Data items:

++++++++++

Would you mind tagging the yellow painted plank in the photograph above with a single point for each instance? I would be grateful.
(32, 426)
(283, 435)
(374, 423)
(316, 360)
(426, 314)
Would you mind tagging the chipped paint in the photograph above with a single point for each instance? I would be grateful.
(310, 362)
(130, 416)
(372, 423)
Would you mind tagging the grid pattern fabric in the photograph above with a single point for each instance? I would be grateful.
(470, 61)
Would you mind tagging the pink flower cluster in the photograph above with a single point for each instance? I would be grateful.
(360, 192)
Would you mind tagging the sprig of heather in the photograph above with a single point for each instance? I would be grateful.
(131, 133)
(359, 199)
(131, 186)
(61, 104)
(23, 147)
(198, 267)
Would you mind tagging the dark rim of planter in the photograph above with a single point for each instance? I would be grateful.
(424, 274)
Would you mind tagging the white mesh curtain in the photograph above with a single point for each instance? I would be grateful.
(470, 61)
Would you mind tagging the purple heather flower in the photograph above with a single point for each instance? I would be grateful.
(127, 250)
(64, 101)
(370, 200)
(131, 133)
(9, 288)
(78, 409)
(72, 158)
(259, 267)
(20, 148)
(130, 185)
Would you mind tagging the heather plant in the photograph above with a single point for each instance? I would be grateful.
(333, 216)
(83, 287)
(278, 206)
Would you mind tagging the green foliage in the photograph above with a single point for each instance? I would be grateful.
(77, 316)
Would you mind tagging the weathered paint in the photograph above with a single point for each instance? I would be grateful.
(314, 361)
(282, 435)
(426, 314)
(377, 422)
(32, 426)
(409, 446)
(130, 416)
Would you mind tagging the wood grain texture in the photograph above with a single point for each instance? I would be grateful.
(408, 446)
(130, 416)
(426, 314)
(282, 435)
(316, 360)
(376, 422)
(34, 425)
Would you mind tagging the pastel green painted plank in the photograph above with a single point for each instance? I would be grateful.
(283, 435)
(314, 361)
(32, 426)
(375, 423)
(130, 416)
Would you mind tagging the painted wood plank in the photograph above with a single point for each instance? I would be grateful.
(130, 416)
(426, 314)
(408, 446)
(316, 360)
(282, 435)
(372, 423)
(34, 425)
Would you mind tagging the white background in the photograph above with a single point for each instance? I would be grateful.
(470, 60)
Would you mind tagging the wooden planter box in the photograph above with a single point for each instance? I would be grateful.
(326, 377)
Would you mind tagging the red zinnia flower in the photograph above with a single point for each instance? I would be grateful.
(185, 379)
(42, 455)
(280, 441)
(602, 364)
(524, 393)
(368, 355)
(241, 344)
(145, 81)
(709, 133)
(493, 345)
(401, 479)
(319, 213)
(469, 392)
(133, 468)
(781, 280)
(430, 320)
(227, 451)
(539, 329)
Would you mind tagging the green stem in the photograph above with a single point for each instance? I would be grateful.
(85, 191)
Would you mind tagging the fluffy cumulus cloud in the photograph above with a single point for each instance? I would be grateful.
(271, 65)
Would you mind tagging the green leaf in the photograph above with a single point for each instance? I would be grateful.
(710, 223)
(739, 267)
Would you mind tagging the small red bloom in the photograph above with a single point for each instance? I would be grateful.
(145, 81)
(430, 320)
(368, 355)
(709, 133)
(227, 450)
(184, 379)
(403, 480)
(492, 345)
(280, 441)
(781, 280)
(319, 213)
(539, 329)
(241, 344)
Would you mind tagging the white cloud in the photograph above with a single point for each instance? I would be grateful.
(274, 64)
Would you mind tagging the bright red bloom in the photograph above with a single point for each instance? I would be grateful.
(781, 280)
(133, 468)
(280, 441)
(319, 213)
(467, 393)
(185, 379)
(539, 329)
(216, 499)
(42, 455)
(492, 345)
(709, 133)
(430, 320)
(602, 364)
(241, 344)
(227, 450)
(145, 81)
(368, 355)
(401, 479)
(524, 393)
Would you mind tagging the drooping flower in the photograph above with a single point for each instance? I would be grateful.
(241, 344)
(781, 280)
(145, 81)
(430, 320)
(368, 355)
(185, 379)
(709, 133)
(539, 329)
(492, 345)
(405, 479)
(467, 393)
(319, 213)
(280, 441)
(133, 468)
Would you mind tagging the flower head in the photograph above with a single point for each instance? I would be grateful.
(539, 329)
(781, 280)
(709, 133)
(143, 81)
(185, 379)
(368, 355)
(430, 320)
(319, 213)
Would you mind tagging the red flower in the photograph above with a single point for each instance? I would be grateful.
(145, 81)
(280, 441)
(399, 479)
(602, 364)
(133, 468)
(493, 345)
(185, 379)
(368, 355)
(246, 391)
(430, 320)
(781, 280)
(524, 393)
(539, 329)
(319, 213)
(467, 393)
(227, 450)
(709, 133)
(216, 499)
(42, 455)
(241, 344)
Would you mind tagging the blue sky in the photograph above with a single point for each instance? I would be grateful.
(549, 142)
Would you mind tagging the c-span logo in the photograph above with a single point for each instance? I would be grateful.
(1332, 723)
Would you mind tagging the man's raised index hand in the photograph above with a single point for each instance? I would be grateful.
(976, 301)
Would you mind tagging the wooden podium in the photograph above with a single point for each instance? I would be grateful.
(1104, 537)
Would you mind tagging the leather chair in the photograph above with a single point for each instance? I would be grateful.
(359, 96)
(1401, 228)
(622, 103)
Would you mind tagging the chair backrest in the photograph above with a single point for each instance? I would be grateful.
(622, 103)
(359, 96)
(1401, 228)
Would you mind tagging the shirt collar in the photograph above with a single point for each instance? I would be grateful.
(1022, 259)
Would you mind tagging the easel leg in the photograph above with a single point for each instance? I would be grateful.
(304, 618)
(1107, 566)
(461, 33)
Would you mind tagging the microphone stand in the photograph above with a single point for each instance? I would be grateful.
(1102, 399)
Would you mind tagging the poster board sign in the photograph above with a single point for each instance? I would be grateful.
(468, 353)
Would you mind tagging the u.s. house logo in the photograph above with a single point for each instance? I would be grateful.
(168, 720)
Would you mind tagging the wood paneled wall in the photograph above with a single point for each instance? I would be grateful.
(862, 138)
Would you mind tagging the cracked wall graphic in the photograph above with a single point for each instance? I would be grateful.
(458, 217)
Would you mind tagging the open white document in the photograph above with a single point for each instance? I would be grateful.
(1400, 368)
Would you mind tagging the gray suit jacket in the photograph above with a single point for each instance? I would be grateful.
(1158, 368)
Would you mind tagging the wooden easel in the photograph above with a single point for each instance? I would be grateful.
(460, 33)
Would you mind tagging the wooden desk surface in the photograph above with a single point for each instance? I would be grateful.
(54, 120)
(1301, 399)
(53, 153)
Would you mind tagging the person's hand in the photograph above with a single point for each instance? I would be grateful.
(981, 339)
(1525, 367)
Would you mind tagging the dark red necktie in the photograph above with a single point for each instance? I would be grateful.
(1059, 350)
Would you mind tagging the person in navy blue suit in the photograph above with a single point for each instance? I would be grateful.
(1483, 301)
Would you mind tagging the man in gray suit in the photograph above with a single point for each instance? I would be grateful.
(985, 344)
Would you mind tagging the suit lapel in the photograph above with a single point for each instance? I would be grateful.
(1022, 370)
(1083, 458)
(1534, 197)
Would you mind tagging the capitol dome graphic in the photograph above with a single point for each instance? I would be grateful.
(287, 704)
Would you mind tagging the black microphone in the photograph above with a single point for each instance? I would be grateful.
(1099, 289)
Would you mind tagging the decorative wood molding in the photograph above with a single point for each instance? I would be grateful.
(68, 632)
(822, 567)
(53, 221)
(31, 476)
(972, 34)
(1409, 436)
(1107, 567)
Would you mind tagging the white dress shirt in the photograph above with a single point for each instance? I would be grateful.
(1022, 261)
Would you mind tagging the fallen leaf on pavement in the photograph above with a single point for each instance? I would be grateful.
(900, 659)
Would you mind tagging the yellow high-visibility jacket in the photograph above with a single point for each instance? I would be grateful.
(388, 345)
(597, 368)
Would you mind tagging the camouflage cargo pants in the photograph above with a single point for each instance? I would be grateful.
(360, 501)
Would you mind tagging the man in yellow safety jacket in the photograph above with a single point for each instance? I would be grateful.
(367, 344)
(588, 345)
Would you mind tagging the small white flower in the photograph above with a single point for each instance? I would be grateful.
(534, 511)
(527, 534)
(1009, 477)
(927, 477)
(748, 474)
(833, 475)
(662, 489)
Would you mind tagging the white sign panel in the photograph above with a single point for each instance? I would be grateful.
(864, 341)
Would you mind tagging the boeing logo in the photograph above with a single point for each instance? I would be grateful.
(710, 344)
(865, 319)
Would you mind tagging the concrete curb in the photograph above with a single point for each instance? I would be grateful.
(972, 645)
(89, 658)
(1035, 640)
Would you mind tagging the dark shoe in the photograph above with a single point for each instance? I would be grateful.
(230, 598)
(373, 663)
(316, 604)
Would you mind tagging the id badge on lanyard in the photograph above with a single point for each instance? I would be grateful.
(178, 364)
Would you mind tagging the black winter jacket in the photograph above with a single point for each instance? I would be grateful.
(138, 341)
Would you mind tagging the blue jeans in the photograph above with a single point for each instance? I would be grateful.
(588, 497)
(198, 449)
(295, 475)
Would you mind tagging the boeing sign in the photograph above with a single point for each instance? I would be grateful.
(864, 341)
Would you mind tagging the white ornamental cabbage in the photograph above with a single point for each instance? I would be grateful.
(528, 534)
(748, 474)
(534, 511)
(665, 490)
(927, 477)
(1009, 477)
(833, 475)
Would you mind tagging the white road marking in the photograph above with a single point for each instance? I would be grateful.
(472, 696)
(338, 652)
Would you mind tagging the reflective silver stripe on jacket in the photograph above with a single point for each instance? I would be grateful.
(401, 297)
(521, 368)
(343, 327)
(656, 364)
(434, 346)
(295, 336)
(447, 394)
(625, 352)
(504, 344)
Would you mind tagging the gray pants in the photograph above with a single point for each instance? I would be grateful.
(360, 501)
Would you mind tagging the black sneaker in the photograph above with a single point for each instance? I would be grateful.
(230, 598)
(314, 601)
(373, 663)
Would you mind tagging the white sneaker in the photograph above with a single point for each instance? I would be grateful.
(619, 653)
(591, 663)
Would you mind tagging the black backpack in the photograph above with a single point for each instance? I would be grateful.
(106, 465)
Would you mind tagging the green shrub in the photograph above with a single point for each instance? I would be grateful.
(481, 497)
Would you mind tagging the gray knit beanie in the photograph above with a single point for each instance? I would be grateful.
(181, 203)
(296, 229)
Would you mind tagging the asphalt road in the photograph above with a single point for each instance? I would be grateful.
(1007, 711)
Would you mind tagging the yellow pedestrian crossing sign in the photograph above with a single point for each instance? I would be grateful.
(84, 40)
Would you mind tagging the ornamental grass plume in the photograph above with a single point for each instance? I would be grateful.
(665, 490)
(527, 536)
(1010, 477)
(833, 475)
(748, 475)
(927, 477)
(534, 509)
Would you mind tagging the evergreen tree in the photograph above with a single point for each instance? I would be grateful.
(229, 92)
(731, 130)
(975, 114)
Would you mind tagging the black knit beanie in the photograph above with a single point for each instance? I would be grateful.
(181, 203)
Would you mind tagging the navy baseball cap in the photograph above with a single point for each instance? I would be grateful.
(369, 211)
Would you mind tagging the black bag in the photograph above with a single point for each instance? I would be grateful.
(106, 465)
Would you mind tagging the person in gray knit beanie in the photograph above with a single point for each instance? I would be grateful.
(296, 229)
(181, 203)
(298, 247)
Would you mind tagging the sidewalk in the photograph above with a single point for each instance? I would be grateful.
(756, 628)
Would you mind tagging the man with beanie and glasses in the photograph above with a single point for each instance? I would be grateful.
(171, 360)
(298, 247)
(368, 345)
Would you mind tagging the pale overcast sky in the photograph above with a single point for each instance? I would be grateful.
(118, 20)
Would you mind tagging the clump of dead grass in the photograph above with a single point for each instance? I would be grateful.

++++++++++

## Your objective
Take the line holding "Would you mind tagging the person in gray" and all lines after it through the end of the data, and set them down exactly.

## Written response
Would you mind tagging the person in gray knit beanie in the photograph above with a single point for each instance? I would be grateful.
(296, 229)
(181, 203)
(298, 247)
Would you mind tagging the sidewalk in the photograph above with a single point for each instance? I would be grateful.
(756, 628)
Would you mind tagging the man with beanie and glasses in the photograph above with a single point for each instance? I would be grateful.
(171, 360)
(298, 247)
(368, 345)
Would you mind tagging the pale overcast sky in the photograph above with a single point for each instance? I would be grateful.
(118, 20)
Would you mind tagging the clump of dead grass in the photograph above with a single point for each instance? I would be grateful.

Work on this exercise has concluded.